__Directive__:
Transcribe all the entries word for word, omitting any pictures they contain.

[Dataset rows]
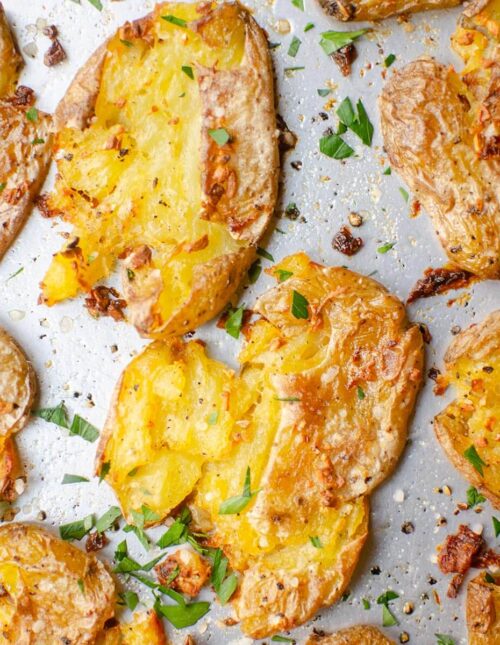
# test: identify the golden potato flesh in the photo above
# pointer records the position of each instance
(176, 173)
(379, 9)
(145, 628)
(441, 131)
(483, 610)
(318, 415)
(10, 59)
(52, 591)
(469, 427)
(357, 635)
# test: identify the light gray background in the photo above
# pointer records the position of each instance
(71, 351)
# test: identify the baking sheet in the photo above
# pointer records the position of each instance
(73, 353)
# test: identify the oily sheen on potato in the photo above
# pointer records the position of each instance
(441, 131)
(42, 579)
(167, 161)
(25, 138)
(379, 9)
(468, 428)
(317, 415)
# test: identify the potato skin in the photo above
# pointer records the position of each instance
(477, 344)
(40, 574)
(427, 129)
(379, 9)
(356, 635)
(238, 179)
(483, 610)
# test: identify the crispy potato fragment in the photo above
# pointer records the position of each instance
(483, 610)
(379, 9)
(145, 628)
(52, 591)
(318, 414)
(356, 635)
(469, 426)
(10, 59)
(176, 173)
(441, 131)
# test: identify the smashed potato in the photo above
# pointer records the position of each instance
(357, 635)
(316, 418)
(175, 173)
(51, 591)
(17, 392)
(379, 9)
(145, 628)
(483, 610)
(441, 131)
(468, 428)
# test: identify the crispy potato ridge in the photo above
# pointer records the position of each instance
(146, 182)
(379, 9)
(441, 132)
(473, 419)
(17, 391)
(145, 628)
(43, 601)
(356, 635)
(318, 413)
(10, 59)
(483, 610)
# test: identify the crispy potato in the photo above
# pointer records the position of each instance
(379, 9)
(318, 413)
(473, 419)
(52, 591)
(10, 59)
(146, 182)
(483, 610)
(357, 635)
(17, 392)
(145, 628)
(441, 132)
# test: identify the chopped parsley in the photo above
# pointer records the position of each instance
(335, 147)
(474, 459)
(357, 121)
(76, 530)
(32, 115)
(234, 322)
(236, 504)
(331, 41)
(386, 247)
(73, 479)
(180, 22)
(389, 60)
(83, 429)
(474, 497)
(107, 520)
(264, 254)
(299, 306)
(220, 136)
(294, 46)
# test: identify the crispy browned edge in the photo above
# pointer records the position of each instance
(347, 10)
(476, 343)
(10, 465)
(355, 635)
(348, 560)
(483, 622)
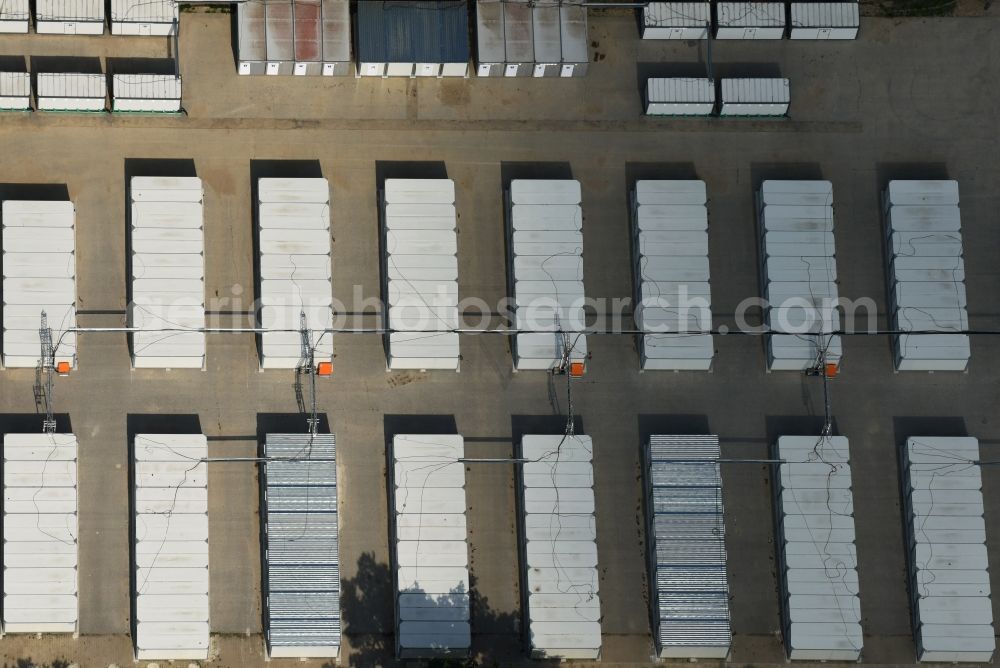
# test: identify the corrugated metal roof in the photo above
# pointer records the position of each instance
(168, 265)
(419, 219)
(413, 32)
(39, 274)
(171, 548)
(144, 11)
(687, 542)
(546, 221)
(821, 573)
(302, 561)
(69, 10)
(40, 533)
(295, 270)
(560, 563)
(430, 545)
(14, 10)
(948, 563)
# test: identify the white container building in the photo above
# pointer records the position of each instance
(824, 20)
(545, 272)
(144, 17)
(430, 546)
(926, 270)
(817, 557)
(15, 91)
(558, 542)
(39, 274)
(293, 218)
(673, 298)
(69, 17)
(755, 97)
(150, 93)
(947, 557)
(167, 272)
(799, 274)
(420, 273)
(574, 40)
(301, 553)
(40, 534)
(14, 16)
(750, 20)
(70, 91)
(170, 568)
(676, 20)
(686, 548)
(680, 96)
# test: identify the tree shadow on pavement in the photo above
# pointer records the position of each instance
(367, 603)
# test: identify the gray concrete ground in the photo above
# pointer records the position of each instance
(910, 98)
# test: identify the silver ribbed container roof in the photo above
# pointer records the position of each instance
(687, 550)
(302, 561)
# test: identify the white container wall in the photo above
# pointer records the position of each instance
(926, 271)
(293, 218)
(420, 273)
(170, 571)
(69, 17)
(817, 557)
(673, 298)
(799, 274)
(40, 534)
(144, 17)
(750, 20)
(949, 579)
(824, 20)
(14, 15)
(755, 97)
(683, 96)
(146, 93)
(545, 272)
(15, 91)
(301, 554)
(574, 40)
(168, 272)
(676, 20)
(686, 543)
(430, 546)
(39, 274)
(558, 537)
(71, 91)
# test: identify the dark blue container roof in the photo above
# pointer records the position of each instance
(406, 31)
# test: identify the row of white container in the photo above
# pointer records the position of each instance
(692, 96)
(167, 272)
(926, 275)
(947, 556)
(295, 272)
(74, 91)
(420, 273)
(686, 548)
(40, 534)
(430, 546)
(39, 275)
(558, 543)
(817, 557)
(671, 275)
(87, 17)
(799, 273)
(750, 20)
(301, 546)
(170, 526)
(545, 272)
(520, 39)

__Solved problem__:
# test: identify the golden potato flesh in the photo above
# pointer records the position of each instance
(176, 173)
(379, 9)
(145, 628)
(441, 131)
(483, 610)
(318, 415)
(10, 59)
(52, 591)
(469, 427)
(357, 635)
# test: identify the light gray background in the photo above
# pointer records the position of each instance
(71, 351)
# test: identify the baking sheet in the photo above
# pointer records the position of each instance
(73, 353)
# test: identify the oily sheen on potato in the photo above
# pointer records the position of each instance
(441, 131)
(42, 579)
(167, 161)
(25, 138)
(379, 9)
(468, 428)
(317, 415)
# test: identify the potato skin in the photo above
# pointer records the position of each instance
(477, 344)
(40, 574)
(427, 129)
(379, 9)
(356, 635)
(238, 179)
(483, 610)
# test: identify the crispy potato fragment in the photo above
# pointer records the position of each instance
(483, 610)
(379, 9)
(145, 628)
(52, 591)
(318, 414)
(356, 635)
(469, 426)
(10, 59)
(176, 173)
(441, 131)
# test: identify the smashed potato in the photo above
# pointer records the position of each instance
(357, 635)
(316, 418)
(175, 173)
(51, 591)
(17, 392)
(379, 9)
(145, 628)
(483, 610)
(441, 131)
(468, 428)
# test: identify the crispy potato ridge in the photo above
# pointer records the position of each instance
(146, 182)
(379, 9)
(441, 132)
(473, 419)
(17, 391)
(145, 628)
(43, 601)
(356, 635)
(318, 413)
(10, 59)
(483, 610)
# test: identify the crispy potato in the photo above
# pointer records the position of each instance
(379, 9)
(318, 413)
(473, 419)
(52, 591)
(10, 59)
(146, 182)
(483, 610)
(357, 635)
(17, 392)
(145, 628)
(441, 132)
# test: identify the chopped parsley in the photo above
# pointer records the position of each instance
(335, 147)
(474, 459)
(357, 121)
(76, 530)
(32, 115)
(234, 322)
(236, 504)
(331, 41)
(386, 247)
(73, 479)
(180, 22)
(389, 60)
(83, 429)
(474, 497)
(107, 520)
(264, 254)
(299, 306)
(220, 136)
(294, 46)
# test: identify the crispy browned edge in the photo above
# pointer records the position of each instance
(347, 10)
(476, 343)
(10, 465)
(355, 635)
(348, 560)
(483, 622)
# test: identify the corrugated metal roof in the photo above
# pointer records the position of each instance
(168, 265)
(419, 219)
(413, 32)
(39, 274)
(171, 548)
(144, 11)
(687, 542)
(546, 221)
(821, 573)
(302, 561)
(69, 10)
(40, 533)
(295, 270)
(560, 563)
(430, 545)
(14, 10)
(948, 563)
# test: identify the white container building in the photo above
# pointer records the position of each instance
(824, 20)
(545, 272)
(144, 17)
(430, 546)
(926, 270)
(817, 557)
(15, 91)
(558, 542)
(39, 274)
(293, 218)
(673, 298)
(69, 17)
(755, 97)
(150, 93)
(947, 557)
(167, 272)
(799, 274)
(420, 273)
(574, 40)
(301, 553)
(40, 534)
(14, 16)
(750, 20)
(70, 91)
(170, 568)
(676, 20)
(686, 548)
(680, 96)
# test: identify the tree shadow on pavement in the photo above
# pointer records the position of each instance
(367, 603)
# test: identify the gray concrete ground in the photo above
# pointer records the position of each instance
(910, 98)
# test: identify the silver ribbed container roof in the photo above
# pointer records the position of each instance
(687, 550)
(302, 561)
# test: identify the white container wall in the photo above
# pointer records the position of each instance
(926, 271)
(293, 218)
(420, 273)
(170, 571)
(69, 17)
(817, 557)
(673, 298)
(799, 274)
(40, 534)
(144, 17)
(750, 20)
(949, 579)
(824, 20)
(14, 15)
(755, 97)
(683, 96)
(146, 93)
(545, 272)
(15, 91)
(301, 554)
(574, 40)
(168, 272)
(676, 20)
(686, 543)
(430, 546)
(39, 274)
(558, 537)
(71, 91)
# test: identify the dark blue container roof in the photo above
# pointer records the position of each instance
(406, 31)
# test: identify the row of white container in the photo above
# pointer records the position of each instance
(692, 96)
(167, 272)
(926, 275)
(947, 556)
(295, 272)
(74, 91)
(420, 273)
(686, 548)
(40, 534)
(430, 546)
(39, 275)
(558, 543)
(817, 557)
(671, 275)
(87, 17)
(799, 273)
(750, 20)
(301, 546)
(170, 526)
(545, 272)
(520, 39)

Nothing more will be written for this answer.